■ Document segment:
***

In the US, global music promoter AEG, which operates festivals including Coachella and Desert Trip in California, recently announced that those attending its events will need a vaccine from 1 October. Fellow promoter giant Live Nation has said that all performing artists can start asking for proof of vaccination or a negative test for entry to events in the US from 4 October, which is when all of its employees will be mandated to be vaccinated.
In the UK, Toby Leighton-Pope, co-CEO of the UK arm of AEG, said he thinks the “industry standard” of entry with either vaccine, recovery or negative test is likely to remain the case, as long as it’s what artists want. There’s evidence that this is supported by the general public, too. A recent Music Venue Trust survey said that just 2.1% of live music fans wanted to see certified double vaccination as the sole mandatory condition of entry. A mix of mandatory certification options displaying vaccination, testing or immunity was more strongly supported. (Perhaps this could change following the recent Boardmasters festival in Cornwall, where a predominantly youth demographic with low vaccination levels has been linked to 5,000 new cases.)
One industry source suggested that Johnson’s speech in July intended to encourage young people to get a vaccine by saying they’d soon need it to go clubbing, and that the government is waiting to see what the take-up rate is before announcing any further plans. In the UK, nearly 77% of the adult population have been double-vaccinated, as of the latest update; the Music Venue Trust survey said that 91.6% of live music fans will have been vaccinated by the end of September.
The uncertainty around entry is compounded by the government’s long-awaited Covid cancellation insurance scheme for live events, announced at the beginning of August, which is said by some in the industry to still have gaping holes ahead of its September launch.
The scheme covers costs incurred if events are unable to happen due to government Covid restrictions, such as a local or national lockdown.

***

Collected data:
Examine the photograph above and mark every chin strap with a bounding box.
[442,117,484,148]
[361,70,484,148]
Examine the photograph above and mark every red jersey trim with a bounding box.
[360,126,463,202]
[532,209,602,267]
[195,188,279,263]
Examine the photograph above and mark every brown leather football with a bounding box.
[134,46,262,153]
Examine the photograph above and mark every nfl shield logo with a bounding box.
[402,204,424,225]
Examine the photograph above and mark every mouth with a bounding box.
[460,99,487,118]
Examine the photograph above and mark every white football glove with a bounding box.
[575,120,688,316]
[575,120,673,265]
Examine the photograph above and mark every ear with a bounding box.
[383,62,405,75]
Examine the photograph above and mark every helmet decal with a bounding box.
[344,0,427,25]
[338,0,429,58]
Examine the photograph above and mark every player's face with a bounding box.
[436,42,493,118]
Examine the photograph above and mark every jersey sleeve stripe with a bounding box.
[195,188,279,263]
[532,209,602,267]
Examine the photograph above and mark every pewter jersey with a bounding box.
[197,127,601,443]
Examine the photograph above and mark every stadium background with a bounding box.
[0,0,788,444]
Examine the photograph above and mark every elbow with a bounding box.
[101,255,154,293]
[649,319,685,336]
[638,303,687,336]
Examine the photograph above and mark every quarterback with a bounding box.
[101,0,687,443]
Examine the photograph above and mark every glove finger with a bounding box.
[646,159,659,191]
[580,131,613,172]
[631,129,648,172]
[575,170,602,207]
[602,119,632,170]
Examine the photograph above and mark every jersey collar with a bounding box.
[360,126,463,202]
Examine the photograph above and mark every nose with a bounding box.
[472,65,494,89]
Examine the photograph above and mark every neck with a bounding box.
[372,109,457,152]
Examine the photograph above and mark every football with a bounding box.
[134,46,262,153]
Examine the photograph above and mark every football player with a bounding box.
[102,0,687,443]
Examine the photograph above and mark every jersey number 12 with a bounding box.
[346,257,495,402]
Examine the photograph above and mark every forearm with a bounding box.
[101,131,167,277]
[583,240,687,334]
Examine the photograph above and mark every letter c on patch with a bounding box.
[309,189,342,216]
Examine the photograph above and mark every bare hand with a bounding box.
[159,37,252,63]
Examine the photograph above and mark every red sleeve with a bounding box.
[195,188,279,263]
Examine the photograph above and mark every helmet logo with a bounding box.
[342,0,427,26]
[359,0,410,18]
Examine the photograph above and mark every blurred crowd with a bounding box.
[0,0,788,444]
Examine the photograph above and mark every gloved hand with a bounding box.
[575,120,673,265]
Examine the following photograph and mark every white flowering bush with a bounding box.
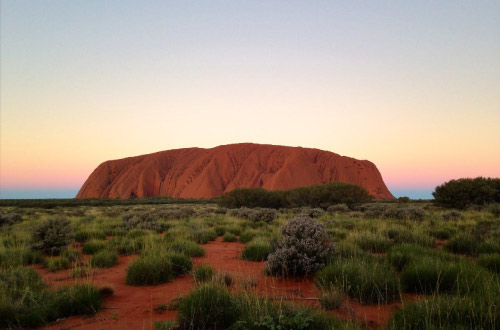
[266,216,335,276]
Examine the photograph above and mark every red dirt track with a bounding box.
[36,237,416,330]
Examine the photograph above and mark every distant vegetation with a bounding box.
[218,182,372,209]
[432,177,500,209]
[0,197,215,209]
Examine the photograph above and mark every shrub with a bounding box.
[82,240,106,254]
[222,233,238,242]
[179,284,239,330]
[193,265,215,282]
[316,259,399,304]
[90,250,118,268]
[31,217,72,255]
[266,216,335,276]
[432,177,500,210]
[170,253,193,276]
[241,238,271,261]
[443,233,479,255]
[167,238,205,257]
[125,253,174,285]
[45,257,71,272]
[326,204,350,214]
[477,254,500,273]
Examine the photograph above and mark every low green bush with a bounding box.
[90,250,118,268]
[316,259,399,304]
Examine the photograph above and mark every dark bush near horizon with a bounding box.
[218,182,372,209]
[432,177,500,210]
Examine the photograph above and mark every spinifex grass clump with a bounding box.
[44,256,71,272]
[90,250,118,268]
[477,254,500,274]
[0,247,43,268]
[444,233,479,255]
[82,240,106,254]
[0,268,101,328]
[241,237,271,261]
[179,284,239,329]
[166,238,205,257]
[316,258,399,304]
[125,251,174,285]
[193,265,215,283]
[74,230,106,243]
[107,236,144,255]
[170,253,193,276]
[353,232,392,253]
[388,296,500,330]
[192,228,217,244]
[61,249,82,262]
[179,284,357,330]
[31,216,73,255]
[266,216,335,276]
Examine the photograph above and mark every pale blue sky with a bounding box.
[0,0,500,198]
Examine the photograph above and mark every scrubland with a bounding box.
[0,202,500,329]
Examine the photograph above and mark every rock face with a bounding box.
[76,143,394,200]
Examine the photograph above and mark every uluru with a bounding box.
[76,143,394,200]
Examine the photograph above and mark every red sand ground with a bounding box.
[76,143,394,200]
[35,237,418,330]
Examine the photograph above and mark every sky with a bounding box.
[0,0,500,198]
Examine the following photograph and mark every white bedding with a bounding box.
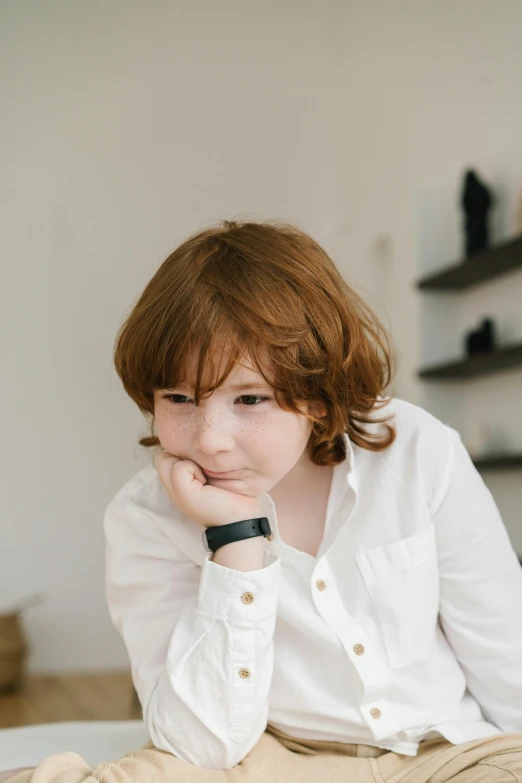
[0,720,149,770]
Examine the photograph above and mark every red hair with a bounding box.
[114,221,395,465]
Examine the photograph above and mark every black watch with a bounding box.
[201,517,272,552]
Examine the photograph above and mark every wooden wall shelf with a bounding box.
[418,343,522,380]
[472,453,522,470]
[417,236,522,291]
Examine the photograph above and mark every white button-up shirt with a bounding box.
[104,399,522,769]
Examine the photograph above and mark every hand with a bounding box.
[154,451,261,527]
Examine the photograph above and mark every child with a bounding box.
[7,221,522,783]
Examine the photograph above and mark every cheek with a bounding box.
[155,409,188,450]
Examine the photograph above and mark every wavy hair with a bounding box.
[114,220,395,465]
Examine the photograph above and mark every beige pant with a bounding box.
[3,726,522,783]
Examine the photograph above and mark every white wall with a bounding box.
[0,0,522,671]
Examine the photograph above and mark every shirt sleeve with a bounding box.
[434,427,522,733]
[104,499,281,769]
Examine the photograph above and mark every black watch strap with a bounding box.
[203,517,272,552]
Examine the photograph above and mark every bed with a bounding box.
[0,720,149,779]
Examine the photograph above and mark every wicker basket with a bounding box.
[0,611,28,692]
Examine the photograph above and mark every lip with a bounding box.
[203,468,237,478]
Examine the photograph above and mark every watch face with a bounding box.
[201,528,212,552]
[261,517,272,536]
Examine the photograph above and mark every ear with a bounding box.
[309,403,327,419]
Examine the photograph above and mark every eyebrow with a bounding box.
[179,380,272,391]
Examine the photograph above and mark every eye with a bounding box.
[163,394,270,408]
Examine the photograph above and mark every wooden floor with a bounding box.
[0,671,141,728]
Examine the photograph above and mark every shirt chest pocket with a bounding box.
[356,526,440,668]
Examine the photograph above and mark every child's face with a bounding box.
[150,352,312,496]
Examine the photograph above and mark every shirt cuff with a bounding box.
[198,549,281,622]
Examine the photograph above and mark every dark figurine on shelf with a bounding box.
[466,318,495,356]
[461,169,493,256]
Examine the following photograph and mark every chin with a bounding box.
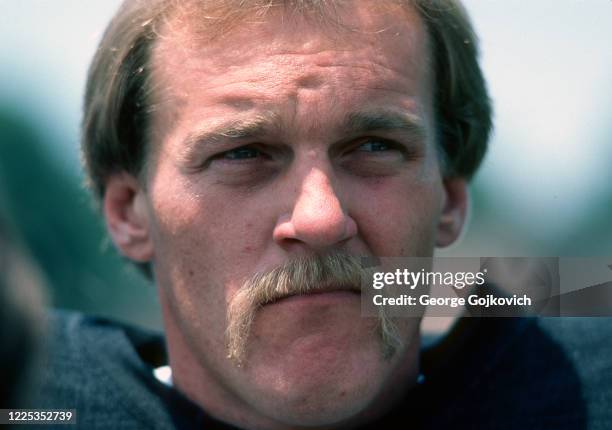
[238,322,397,427]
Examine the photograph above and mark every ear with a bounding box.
[436,178,469,248]
[103,173,153,263]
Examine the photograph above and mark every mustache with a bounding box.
[226,253,367,363]
[226,252,402,366]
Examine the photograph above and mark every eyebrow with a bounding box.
[184,112,280,152]
[344,110,427,139]
[184,109,426,152]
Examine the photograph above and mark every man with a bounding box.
[32,0,612,429]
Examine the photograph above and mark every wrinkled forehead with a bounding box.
[152,0,430,88]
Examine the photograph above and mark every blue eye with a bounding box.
[357,140,392,152]
[223,146,261,160]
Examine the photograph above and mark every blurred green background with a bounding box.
[0,0,612,327]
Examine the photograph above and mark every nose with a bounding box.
[274,168,357,251]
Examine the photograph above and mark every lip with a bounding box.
[268,290,361,305]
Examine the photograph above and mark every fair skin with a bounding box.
[104,2,467,429]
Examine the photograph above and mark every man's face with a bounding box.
[115,2,460,425]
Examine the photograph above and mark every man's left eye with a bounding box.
[223,146,261,160]
[357,139,395,152]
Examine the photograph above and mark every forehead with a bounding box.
[152,0,429,138]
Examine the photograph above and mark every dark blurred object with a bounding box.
[0,178,45,408]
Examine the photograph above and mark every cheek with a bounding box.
[355,179,441,257]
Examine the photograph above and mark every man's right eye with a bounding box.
[217,146,261,160]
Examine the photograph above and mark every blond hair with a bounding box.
[82,0,492,198]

***

Return the part of the article on Covid entry rules for live music events between "One industry source" and "its September launch.", inclusive. The records are separate material with no connection to the article.

One industry source suggested that Johnson’s speech in July intended to encourage young people to get a vaccine by saying they’d soon need it to go clubbing, and that the government is waiting to see what the take-up rate is before announcing any further plans. In the UK, nearly 77% of the adult population have been double-vaccinated, as of the latest update; the Music Venue Trust survey said that 91.6% of live music fans will have been vaccinated by the end of September.
The uncertainty around entry is compounded by the government’s long-awaited Covid cancellation insurance scheme for live events, announced at the beginning of August, which is said by some in the industry to still have gaping holes ahead of its September launch.